Your instructions ▸
Reproduce only the portion of the items running from their beginning through the line containing "top-left (595, 102), bottom-right (626, 122)", changing "gray" to "silver" and leaving everything else unchanged.
* * *
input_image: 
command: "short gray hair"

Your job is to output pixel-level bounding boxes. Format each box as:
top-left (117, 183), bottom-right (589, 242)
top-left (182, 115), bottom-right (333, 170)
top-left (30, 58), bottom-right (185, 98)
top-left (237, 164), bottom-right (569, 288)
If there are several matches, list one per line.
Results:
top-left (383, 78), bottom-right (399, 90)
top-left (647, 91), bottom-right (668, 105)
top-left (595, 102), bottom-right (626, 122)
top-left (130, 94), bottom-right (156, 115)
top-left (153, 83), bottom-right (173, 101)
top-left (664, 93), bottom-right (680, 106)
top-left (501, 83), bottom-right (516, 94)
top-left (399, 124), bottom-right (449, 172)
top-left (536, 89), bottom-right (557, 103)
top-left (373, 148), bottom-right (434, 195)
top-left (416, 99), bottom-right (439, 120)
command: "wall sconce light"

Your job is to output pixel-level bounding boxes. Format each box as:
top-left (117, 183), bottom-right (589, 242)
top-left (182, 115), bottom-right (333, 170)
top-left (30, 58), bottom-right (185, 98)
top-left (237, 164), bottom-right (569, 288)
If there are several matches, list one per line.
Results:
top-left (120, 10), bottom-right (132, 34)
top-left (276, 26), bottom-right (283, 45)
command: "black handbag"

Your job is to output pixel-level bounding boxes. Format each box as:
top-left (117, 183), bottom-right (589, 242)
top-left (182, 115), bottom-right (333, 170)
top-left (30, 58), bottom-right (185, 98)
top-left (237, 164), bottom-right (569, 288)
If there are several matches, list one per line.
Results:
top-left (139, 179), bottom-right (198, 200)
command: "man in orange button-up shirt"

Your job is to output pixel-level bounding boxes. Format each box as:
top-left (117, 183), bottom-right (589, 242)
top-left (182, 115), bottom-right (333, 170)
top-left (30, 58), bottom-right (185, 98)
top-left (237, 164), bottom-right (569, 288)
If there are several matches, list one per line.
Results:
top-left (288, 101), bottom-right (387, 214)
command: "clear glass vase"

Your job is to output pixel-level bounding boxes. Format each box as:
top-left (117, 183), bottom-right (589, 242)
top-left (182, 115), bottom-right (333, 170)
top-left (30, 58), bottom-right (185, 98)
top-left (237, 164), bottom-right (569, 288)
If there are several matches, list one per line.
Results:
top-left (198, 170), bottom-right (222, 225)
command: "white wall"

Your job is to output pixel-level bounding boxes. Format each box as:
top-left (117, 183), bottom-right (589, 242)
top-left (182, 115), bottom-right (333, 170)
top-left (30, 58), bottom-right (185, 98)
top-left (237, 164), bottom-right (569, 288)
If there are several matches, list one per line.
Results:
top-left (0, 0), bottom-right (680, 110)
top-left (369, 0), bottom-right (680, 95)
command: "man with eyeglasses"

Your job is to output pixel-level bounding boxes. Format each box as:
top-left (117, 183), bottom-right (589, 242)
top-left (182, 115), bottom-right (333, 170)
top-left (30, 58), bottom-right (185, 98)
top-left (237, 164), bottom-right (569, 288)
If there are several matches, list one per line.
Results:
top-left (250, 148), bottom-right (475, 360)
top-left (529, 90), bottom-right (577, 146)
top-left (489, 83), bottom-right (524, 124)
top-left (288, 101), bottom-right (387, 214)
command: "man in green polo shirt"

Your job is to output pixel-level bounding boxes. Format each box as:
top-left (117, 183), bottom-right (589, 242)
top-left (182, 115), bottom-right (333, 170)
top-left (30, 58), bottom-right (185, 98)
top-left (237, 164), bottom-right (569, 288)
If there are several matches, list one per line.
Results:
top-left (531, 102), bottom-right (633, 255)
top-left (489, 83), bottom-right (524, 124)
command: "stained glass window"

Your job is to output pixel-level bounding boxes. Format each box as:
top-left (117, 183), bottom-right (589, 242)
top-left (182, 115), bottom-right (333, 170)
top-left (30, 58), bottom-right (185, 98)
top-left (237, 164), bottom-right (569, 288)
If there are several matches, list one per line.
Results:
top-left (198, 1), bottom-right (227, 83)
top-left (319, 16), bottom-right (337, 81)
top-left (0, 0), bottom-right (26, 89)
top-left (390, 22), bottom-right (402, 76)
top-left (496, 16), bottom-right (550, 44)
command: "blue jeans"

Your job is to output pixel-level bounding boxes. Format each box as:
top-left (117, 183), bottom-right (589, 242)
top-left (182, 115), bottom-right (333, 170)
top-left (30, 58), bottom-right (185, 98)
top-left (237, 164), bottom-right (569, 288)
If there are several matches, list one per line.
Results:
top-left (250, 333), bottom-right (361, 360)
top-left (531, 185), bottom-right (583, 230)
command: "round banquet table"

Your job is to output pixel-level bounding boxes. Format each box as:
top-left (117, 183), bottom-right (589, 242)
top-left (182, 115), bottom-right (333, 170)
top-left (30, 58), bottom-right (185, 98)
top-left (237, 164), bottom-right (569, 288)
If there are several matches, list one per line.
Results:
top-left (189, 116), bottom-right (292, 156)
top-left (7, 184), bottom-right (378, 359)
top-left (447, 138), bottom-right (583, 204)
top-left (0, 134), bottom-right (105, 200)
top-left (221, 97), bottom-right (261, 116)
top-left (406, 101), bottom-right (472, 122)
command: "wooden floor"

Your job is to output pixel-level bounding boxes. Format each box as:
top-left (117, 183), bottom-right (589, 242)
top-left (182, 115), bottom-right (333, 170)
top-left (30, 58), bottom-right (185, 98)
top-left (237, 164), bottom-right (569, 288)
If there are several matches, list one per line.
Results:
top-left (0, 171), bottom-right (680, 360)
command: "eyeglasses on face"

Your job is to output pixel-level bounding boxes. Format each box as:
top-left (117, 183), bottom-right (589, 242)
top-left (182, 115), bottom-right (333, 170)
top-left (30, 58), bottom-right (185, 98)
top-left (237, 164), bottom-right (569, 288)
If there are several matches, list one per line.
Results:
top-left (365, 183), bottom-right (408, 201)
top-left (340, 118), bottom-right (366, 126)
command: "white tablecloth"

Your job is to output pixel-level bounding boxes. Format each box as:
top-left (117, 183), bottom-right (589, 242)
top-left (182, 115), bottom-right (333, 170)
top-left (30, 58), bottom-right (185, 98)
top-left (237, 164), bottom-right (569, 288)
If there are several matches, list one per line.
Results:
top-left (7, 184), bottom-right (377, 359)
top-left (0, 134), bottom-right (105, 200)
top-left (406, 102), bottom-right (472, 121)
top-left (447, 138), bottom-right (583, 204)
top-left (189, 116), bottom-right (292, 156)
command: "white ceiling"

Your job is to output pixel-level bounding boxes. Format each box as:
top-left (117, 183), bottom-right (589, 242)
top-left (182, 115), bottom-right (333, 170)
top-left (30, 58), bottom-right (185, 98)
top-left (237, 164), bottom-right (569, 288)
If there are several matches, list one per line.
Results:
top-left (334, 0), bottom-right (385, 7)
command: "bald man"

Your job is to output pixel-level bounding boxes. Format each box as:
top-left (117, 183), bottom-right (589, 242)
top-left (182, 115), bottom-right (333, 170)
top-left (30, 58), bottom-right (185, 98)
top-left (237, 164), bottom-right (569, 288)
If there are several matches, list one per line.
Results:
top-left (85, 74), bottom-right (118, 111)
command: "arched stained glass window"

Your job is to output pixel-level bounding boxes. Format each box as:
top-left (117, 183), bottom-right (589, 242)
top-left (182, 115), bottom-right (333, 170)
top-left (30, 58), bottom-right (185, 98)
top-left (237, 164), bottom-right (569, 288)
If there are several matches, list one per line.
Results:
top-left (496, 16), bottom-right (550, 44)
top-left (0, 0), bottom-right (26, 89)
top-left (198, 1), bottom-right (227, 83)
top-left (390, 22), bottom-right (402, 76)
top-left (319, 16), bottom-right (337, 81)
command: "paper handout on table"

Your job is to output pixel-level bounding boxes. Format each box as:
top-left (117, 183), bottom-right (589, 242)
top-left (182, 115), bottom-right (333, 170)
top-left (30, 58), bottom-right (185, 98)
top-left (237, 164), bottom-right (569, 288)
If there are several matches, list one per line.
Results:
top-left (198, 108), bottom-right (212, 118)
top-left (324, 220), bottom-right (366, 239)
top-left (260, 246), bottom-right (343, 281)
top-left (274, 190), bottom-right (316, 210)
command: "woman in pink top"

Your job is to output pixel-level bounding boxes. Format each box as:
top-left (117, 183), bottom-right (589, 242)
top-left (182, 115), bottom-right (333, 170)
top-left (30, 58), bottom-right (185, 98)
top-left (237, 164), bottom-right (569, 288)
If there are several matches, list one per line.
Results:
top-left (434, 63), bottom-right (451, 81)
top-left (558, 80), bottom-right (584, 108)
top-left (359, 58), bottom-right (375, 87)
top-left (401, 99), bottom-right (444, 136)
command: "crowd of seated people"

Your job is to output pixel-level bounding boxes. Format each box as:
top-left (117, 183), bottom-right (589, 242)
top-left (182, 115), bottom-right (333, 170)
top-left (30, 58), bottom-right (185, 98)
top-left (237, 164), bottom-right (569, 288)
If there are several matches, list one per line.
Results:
* * *
Task result ▸
input_image: 
command: "short silver hair"

Your job is to output pixel-level bounding boxes. Format each box as:
top-left (117, 183), bottom-right (589, 242)
top-left (182, 115), bottom-right (333, 170)
top-left (30, 58), bottom-right (185, 98)
top-left (237, 164), bottom-right (569, 288)
If there are several matches, list one per line.
Results:
top-left (383, 78), bottom-right (399, 90)
top-left (647, 91), bottom-right (668, 105)
top-left (595, 102), bottom-right (626, 122)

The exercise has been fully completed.